(AVAILABLE RECORDS begins)
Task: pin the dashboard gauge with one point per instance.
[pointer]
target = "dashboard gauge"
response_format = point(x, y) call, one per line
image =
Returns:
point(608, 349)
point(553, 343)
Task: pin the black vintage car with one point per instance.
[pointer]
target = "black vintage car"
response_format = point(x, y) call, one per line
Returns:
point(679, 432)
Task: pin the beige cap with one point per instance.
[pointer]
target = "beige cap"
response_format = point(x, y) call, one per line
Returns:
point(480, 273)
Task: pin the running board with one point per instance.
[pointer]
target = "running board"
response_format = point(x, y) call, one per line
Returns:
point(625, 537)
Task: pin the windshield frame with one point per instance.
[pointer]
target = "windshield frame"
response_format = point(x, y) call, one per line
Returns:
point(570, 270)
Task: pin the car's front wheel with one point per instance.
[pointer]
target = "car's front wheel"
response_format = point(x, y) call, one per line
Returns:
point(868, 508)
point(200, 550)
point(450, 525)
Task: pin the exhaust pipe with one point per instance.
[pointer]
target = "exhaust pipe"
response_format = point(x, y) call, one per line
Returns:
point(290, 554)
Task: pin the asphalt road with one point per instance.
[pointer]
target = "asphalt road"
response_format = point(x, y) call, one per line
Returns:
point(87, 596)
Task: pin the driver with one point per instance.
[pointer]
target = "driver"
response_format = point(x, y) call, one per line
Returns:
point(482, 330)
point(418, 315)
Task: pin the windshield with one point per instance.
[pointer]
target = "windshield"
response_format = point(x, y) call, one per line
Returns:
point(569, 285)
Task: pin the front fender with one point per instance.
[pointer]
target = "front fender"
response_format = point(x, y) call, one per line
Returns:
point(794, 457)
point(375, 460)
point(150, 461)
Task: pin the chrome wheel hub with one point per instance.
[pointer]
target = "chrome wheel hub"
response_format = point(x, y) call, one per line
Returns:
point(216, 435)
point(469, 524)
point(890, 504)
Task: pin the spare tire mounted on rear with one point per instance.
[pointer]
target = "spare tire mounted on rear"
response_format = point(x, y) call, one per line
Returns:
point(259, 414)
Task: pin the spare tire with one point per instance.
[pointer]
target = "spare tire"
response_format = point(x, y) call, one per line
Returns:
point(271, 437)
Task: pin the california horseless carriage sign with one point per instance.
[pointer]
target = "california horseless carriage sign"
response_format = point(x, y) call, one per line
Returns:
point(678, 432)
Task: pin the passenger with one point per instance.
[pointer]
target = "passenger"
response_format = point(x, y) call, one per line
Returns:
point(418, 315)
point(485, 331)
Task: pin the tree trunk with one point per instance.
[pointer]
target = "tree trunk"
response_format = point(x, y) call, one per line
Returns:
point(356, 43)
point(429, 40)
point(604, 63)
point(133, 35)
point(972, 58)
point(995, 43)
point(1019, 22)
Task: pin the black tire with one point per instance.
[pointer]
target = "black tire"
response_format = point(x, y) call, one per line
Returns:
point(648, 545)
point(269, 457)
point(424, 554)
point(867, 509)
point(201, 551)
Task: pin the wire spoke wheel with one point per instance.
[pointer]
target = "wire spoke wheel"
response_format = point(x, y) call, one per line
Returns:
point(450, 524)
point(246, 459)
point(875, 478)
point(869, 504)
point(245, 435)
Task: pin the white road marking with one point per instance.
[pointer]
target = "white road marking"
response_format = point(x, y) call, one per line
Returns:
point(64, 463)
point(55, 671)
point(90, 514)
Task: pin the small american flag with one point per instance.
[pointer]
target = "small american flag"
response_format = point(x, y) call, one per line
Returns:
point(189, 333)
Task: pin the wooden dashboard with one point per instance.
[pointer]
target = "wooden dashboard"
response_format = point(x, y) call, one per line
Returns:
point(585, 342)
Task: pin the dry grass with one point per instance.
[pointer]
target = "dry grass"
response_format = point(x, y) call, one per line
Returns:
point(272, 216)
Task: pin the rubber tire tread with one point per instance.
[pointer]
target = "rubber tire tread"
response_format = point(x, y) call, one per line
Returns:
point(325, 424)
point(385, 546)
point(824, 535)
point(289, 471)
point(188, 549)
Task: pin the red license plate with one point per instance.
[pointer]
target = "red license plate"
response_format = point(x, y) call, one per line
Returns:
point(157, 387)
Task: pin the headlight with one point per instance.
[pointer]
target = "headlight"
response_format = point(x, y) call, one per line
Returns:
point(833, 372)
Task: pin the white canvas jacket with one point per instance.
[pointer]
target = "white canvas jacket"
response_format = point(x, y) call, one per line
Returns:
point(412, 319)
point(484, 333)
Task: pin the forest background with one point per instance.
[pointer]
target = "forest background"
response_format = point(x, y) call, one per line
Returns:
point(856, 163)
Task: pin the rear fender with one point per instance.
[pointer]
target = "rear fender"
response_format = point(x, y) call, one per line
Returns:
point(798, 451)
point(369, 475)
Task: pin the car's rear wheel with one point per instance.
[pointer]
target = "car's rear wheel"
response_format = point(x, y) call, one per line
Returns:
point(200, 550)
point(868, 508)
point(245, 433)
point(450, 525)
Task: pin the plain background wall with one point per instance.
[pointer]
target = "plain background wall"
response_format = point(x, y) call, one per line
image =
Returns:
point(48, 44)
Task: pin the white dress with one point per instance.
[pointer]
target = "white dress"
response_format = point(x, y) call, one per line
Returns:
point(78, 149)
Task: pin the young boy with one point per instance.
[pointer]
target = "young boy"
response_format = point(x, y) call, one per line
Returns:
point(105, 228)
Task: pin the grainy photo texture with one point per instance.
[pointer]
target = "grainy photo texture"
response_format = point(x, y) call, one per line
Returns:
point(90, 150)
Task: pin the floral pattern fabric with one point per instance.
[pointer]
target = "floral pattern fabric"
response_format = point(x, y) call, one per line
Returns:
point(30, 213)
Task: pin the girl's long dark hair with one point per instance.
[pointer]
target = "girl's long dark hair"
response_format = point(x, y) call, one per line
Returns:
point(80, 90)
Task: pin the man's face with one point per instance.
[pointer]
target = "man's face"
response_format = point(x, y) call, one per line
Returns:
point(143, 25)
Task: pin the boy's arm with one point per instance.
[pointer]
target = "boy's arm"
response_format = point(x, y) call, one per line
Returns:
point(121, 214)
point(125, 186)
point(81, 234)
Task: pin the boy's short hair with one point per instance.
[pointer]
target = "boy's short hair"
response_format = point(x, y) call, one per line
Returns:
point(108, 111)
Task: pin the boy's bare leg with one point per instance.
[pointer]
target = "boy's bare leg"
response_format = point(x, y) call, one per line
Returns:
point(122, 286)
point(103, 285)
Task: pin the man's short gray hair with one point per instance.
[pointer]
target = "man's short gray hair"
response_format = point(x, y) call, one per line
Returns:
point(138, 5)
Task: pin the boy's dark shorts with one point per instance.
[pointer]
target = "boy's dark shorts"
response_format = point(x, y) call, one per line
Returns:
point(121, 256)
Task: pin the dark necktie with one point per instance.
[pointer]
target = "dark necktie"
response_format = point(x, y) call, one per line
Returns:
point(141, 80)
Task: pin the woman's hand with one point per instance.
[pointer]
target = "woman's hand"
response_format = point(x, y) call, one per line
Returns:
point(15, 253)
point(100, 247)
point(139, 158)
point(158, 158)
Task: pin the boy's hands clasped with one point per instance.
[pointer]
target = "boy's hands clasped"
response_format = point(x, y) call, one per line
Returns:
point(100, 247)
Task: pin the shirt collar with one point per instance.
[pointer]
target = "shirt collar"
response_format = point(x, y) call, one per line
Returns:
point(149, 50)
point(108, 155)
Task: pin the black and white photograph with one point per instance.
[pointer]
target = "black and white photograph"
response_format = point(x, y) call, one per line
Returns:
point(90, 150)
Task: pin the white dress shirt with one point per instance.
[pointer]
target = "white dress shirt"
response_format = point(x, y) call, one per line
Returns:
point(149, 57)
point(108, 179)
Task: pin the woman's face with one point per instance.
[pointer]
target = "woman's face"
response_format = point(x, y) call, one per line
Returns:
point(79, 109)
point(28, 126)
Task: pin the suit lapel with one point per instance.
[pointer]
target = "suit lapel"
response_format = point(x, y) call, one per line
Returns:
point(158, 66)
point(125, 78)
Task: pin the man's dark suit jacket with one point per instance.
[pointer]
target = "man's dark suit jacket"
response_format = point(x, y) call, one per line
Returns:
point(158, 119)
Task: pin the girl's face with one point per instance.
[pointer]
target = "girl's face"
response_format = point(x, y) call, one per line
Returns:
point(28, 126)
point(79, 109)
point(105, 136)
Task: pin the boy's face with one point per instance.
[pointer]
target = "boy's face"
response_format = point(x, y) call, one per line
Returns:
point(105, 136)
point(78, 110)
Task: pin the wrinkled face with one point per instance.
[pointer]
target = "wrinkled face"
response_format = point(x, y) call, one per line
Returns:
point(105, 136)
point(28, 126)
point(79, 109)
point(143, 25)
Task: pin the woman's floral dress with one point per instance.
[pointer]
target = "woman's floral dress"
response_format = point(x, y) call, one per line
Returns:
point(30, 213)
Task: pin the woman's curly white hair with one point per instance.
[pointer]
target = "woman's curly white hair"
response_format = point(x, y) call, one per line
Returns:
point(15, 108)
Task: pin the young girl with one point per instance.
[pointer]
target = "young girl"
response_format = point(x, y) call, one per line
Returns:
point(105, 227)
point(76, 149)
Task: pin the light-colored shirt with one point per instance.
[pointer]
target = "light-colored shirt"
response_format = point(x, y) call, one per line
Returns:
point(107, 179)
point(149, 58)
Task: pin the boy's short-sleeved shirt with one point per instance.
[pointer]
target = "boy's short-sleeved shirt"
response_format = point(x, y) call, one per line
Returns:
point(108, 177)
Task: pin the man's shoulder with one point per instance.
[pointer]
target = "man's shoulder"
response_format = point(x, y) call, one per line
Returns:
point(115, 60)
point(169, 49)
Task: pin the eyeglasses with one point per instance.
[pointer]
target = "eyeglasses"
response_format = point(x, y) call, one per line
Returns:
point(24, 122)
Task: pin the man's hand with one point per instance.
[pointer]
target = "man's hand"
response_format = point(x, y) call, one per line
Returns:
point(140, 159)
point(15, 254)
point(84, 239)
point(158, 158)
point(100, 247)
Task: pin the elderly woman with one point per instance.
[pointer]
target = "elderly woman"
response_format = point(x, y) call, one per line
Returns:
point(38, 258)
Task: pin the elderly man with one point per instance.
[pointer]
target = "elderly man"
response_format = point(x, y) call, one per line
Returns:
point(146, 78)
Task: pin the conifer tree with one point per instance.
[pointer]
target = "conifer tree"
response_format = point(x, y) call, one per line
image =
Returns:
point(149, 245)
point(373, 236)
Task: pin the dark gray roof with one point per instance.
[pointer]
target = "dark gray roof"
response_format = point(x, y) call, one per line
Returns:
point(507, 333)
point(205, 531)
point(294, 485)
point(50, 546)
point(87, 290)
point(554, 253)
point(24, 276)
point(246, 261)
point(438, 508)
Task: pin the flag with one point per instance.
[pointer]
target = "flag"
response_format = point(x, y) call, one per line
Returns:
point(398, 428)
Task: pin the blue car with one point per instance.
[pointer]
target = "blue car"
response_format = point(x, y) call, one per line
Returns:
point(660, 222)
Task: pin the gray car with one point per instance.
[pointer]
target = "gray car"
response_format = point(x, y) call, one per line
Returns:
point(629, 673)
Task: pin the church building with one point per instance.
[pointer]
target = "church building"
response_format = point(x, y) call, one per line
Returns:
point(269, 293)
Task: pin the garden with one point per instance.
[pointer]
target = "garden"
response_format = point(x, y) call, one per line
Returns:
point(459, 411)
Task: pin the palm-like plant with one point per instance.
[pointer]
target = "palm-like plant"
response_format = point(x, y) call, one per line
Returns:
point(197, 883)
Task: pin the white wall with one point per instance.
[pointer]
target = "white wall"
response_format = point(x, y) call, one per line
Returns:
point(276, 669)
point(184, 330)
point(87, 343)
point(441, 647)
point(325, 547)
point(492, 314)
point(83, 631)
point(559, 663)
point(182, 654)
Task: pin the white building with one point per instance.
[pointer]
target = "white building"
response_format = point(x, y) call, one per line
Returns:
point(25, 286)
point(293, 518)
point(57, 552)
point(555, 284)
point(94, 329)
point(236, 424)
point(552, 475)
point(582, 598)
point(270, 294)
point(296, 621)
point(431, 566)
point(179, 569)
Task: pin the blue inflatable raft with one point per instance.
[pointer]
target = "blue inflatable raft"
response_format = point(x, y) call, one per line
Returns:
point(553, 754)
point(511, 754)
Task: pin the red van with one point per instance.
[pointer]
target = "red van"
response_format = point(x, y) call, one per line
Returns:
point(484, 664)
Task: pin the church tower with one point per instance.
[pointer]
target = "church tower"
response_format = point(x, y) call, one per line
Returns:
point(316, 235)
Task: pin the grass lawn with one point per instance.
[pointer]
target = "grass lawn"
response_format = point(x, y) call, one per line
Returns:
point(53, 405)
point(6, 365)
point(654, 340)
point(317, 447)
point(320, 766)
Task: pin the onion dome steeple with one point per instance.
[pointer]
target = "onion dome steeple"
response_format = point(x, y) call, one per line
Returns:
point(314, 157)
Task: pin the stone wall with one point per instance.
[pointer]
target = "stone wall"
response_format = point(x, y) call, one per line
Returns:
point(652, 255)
(AVAILABLE RECORDS ends)
**PROBLEM:** From the records above, copy every line that holds the word "beige".

**EXERCISE RESPONSE:**
Task: pin the beige cap with one point per instance.
target = "beige cap"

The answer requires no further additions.